Coordinate annotation lines:
↓↓↓
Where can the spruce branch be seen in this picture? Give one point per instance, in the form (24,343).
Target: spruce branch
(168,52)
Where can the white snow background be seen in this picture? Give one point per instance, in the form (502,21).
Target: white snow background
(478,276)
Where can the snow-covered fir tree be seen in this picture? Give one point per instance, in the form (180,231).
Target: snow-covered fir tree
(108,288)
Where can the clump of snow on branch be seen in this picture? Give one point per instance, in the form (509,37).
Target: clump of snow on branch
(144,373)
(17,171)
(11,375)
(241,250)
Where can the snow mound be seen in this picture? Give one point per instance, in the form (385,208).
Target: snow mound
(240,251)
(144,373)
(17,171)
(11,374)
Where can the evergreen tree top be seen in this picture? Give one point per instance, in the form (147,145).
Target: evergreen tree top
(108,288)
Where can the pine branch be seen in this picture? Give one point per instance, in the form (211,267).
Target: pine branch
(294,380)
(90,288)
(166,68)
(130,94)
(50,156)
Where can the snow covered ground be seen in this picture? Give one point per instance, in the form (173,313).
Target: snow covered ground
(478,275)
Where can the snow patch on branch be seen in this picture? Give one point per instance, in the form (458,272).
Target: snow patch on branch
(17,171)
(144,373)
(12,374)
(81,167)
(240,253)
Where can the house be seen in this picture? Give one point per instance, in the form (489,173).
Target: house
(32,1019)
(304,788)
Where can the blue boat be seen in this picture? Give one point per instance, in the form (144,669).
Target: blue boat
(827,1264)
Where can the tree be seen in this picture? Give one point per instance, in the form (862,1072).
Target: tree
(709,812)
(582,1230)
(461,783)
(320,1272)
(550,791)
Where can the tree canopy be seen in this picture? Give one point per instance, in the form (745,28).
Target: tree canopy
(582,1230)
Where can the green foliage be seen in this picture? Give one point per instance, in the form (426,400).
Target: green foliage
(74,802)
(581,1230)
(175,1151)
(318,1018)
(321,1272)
↑↑↑
**Exercise directions:**
Rewrite all of the lines above, swapping each "spruce branch" for "conifer branch" and leaving everything else untouched.

**Solution to the problem:**
Where can the conifer branch be seen in this picture? Give one point per instance, in the form (24,343).
Target: conifer branch
(168,52)
Where can the white snow background be seen in this picture? Give one point per instance, in the form (502,21).
Target: white snow background
(478,276)
Where can the snow-covered fir tree be seen in this picture? Give one point per instance, in the form (180,231).
Target: snow-covered fir tree
(108,288)
Where can the clump of snow on branch be seen in this picture? Give one point per instance, in the form (509,37).
Target: clump of snow on branch
(144,373)
(17,171)
(11,375)
(241,250)
Where can the snow mound be seen in this picture? Give one point per instance, in the form (385,208).
Target: snow mound
(240,251)
(144,373)
(17,171)
(11,374)
Where can the evergreen tree top be seen in this picture? Give one point per instance, in the form (147,145).
Target: evergreen tree top
(108,288)
Where can the pine branch be seen in this picture? Give one point per instance, in the form (211,267).
Target: pine branch
(294,380)
(90,288)
(166,68)
(130,94)
(50,156)
Where can the snow covered ground be seen in this picture? Give one point per instance, in the form (173,313).
Target: snow covered ground
(478,275)
Where can the snow patch on branch be seen in this picture? Give one point per instance, in the form (458,272).
Target: snow patch on branch
(17,171)
(144,373)
(12,374)
(81,167)
(240,253)
Where can the house be seen in this picture? Give one point per instance, in the form (489,173).
Target: house
(32,1019)
(304,788)
Where can the blue boat be seen in this picture? Give one point per instance, in the form (144,669).
Target: blue boat
(827,1264)
Where can the tree be seen in this picture? Give one point per instance, in the form (862,1072).
Target: tree
(709,812)
(582,1230)
(461,783)
(320,1272)
(550,791)
Where can the tree canopy be seen in this picture? Give one point per instance, in the form (745,28).
Target: tree canopy
(582,1230)
Where can the green foliage be seen in this picture? Give one point per instance, in the form (426,400).
Target: green foliage
(74,802)
(581,1230)
(175,1151)
(318,1018)
(321,1272)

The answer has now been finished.